_DIRECTIONS_
Set down each of the records below exactly as it reads. No pictures go into the copy.
PROVIDED DATA: Begin
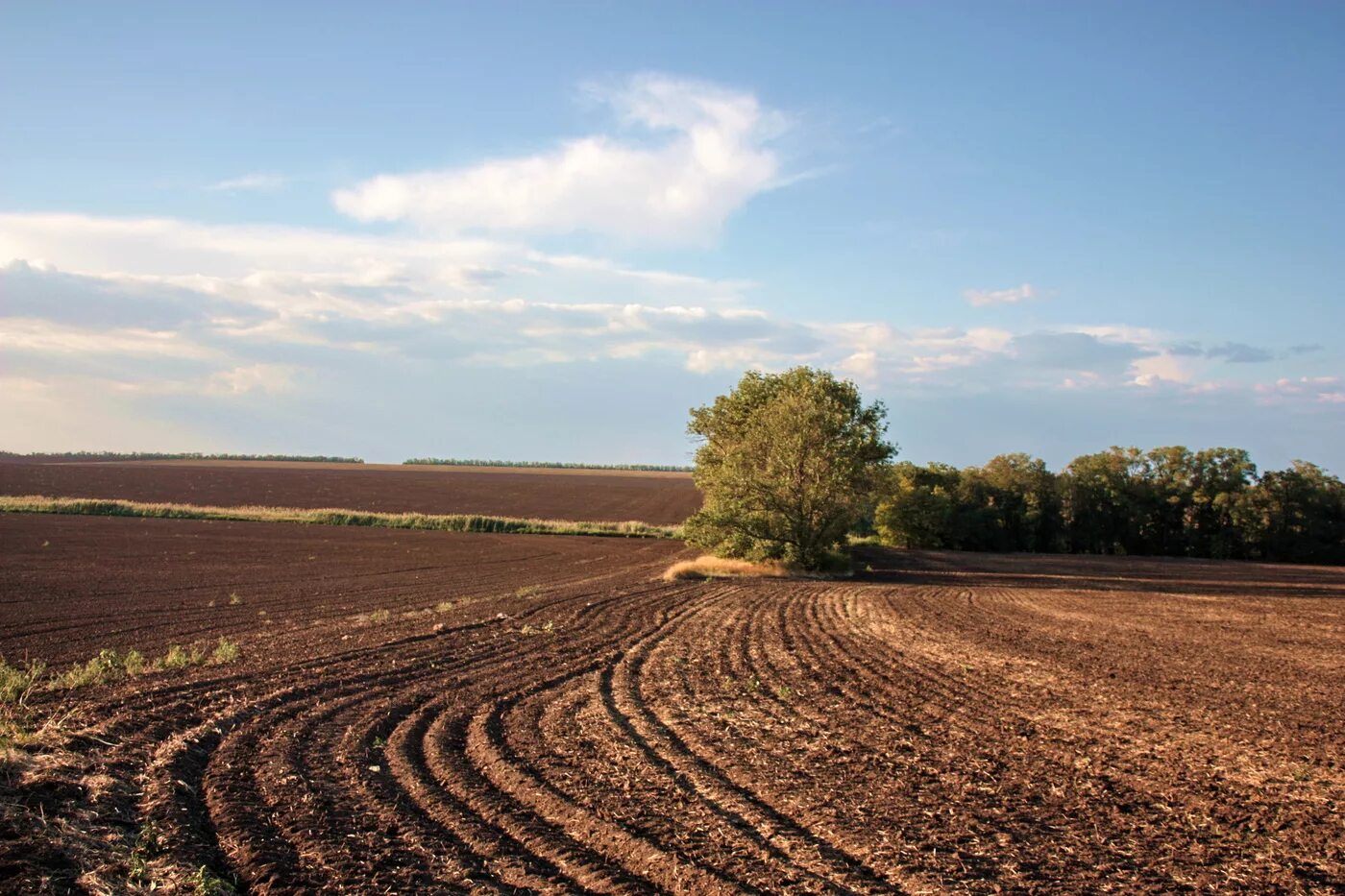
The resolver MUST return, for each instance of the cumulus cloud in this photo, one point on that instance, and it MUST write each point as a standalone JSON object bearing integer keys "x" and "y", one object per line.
{"x": 1320, "y": 389}
{"x": 1237, "y": 352}
{"x": 237, "y": 314}
{"x": 701, "y": 153}
{"x": 979, "y": 298}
PROVIDED DATA: End
_RESPONSE AREA_
The resolver MUST return, for each instance of the cumulus cloud in this photo, one point on that instance, and it MUST write each point as a standalone JSON object bearing integer keys "x" and "y", one object per line.
{"x": 1320, "y": 389}
{"x": 1237, "y": 352}
{"x": 237, "y": 314}
{"x": 701, "y": 153}
{"x": 979, "y": 298}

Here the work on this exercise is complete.